[Stored items]
┄┄┄┄┄┄

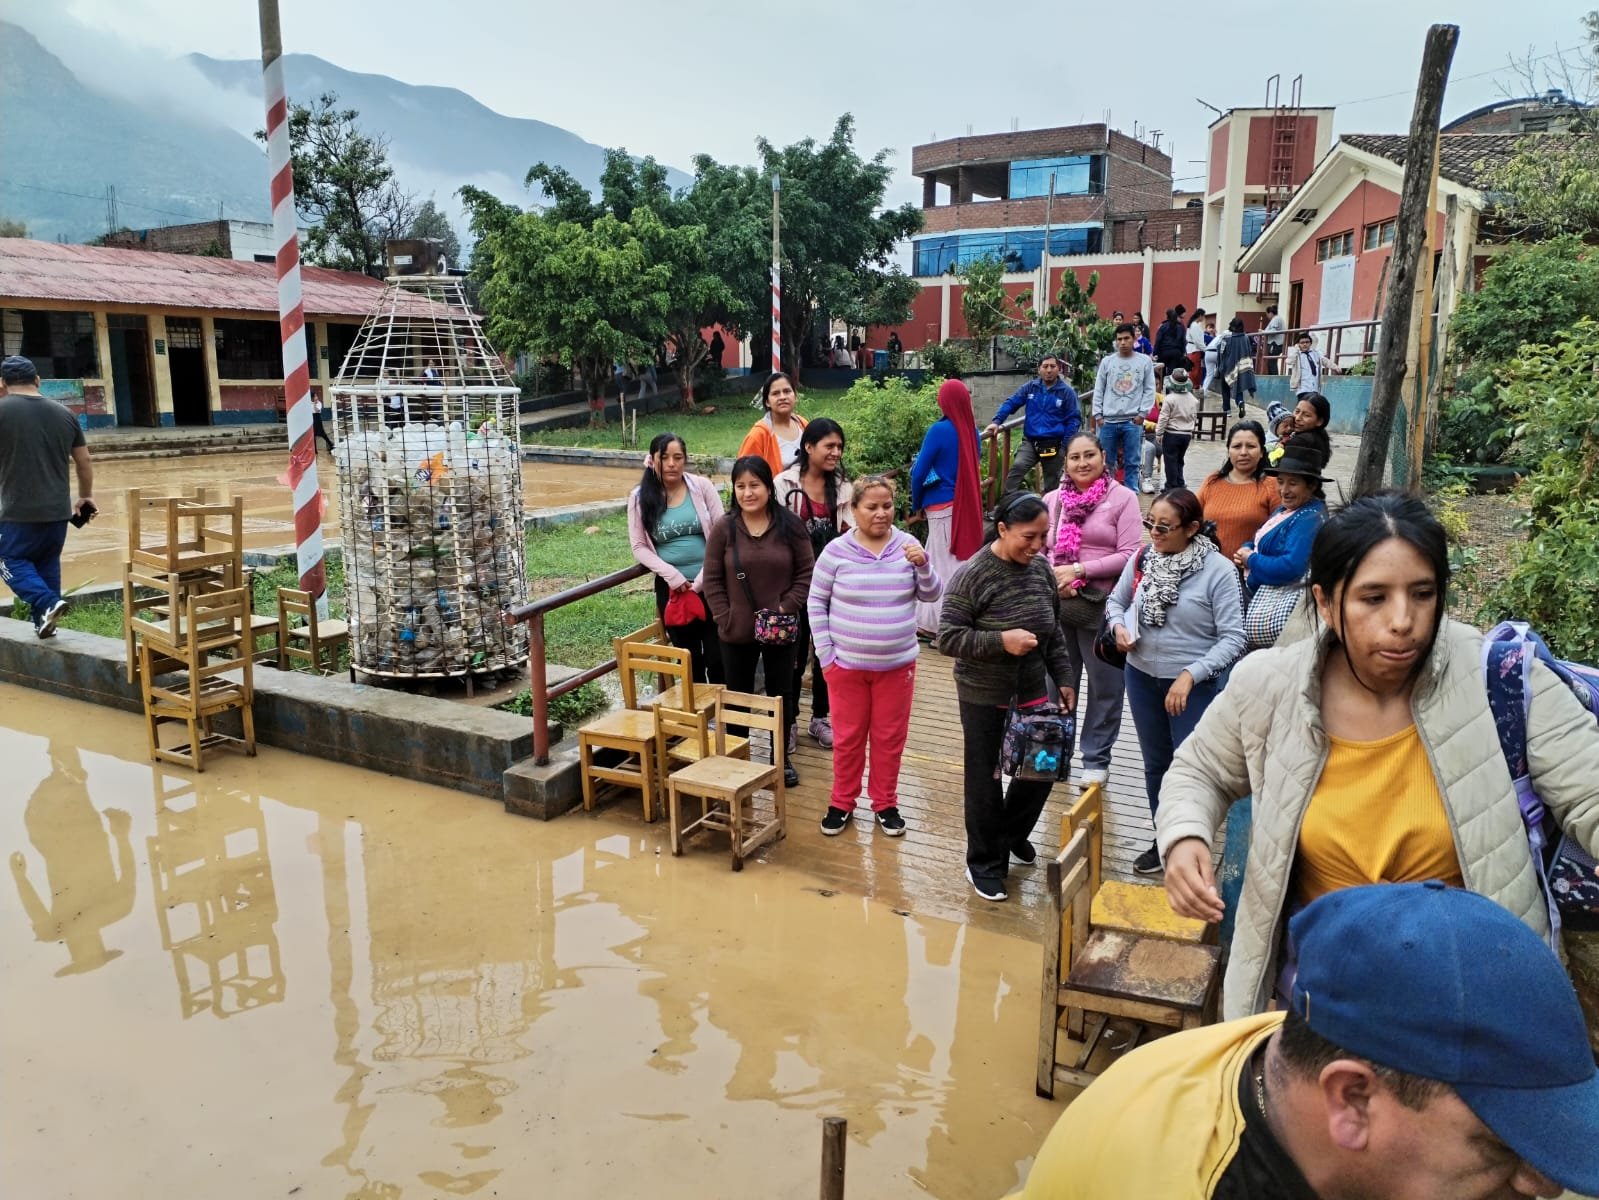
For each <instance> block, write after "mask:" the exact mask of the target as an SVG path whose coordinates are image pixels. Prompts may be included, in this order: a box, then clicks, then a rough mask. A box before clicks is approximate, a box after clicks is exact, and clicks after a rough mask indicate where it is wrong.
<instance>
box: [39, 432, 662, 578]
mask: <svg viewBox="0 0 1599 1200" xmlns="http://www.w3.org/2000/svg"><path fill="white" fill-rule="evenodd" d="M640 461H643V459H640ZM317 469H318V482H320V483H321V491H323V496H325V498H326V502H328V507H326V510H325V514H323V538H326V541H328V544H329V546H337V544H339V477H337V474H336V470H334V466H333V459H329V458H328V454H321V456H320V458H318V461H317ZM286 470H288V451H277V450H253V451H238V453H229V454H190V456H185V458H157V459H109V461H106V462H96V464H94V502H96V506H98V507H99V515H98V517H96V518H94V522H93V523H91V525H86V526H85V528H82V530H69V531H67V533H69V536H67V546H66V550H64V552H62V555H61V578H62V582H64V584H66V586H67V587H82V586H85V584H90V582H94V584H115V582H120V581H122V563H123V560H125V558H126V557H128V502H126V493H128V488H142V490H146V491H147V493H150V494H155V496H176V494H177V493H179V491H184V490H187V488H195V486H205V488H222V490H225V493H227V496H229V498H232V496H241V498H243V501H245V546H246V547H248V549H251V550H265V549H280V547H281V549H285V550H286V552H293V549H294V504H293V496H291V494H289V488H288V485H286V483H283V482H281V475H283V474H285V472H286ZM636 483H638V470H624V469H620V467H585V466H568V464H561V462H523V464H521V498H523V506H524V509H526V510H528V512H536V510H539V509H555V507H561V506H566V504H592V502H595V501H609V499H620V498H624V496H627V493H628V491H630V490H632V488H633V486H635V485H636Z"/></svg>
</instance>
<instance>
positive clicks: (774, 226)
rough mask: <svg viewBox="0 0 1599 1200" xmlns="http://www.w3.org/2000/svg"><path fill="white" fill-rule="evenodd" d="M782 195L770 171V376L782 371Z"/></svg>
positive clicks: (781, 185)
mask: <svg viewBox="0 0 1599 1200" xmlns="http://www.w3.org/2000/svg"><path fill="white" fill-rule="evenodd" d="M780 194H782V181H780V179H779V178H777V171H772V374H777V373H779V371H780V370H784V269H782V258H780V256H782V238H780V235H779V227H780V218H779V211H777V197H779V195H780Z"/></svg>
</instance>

┄┄┄┄┄┄

#### Requirement:
Which lines above contain the word "rough"? List them.

#### Response box:
For each <instance> block, write after "mask:" the exact mask of the target as an SVG path whose coordinates are image pixels. Prompts may be included, in this order: a box, then clicks, then a rough mask. A box before clicks is approximate, a box after clicks is exact, and clicks after a rough mask indicate where it is wrong.
rough mask: <svg viewBox="0 0 1599 1200" xmlns="http://www.w3.org/2000/svg"><path fill="white" fill-rule="evenodd" d="M782 195L770 171V376L782 371Z"/></svg>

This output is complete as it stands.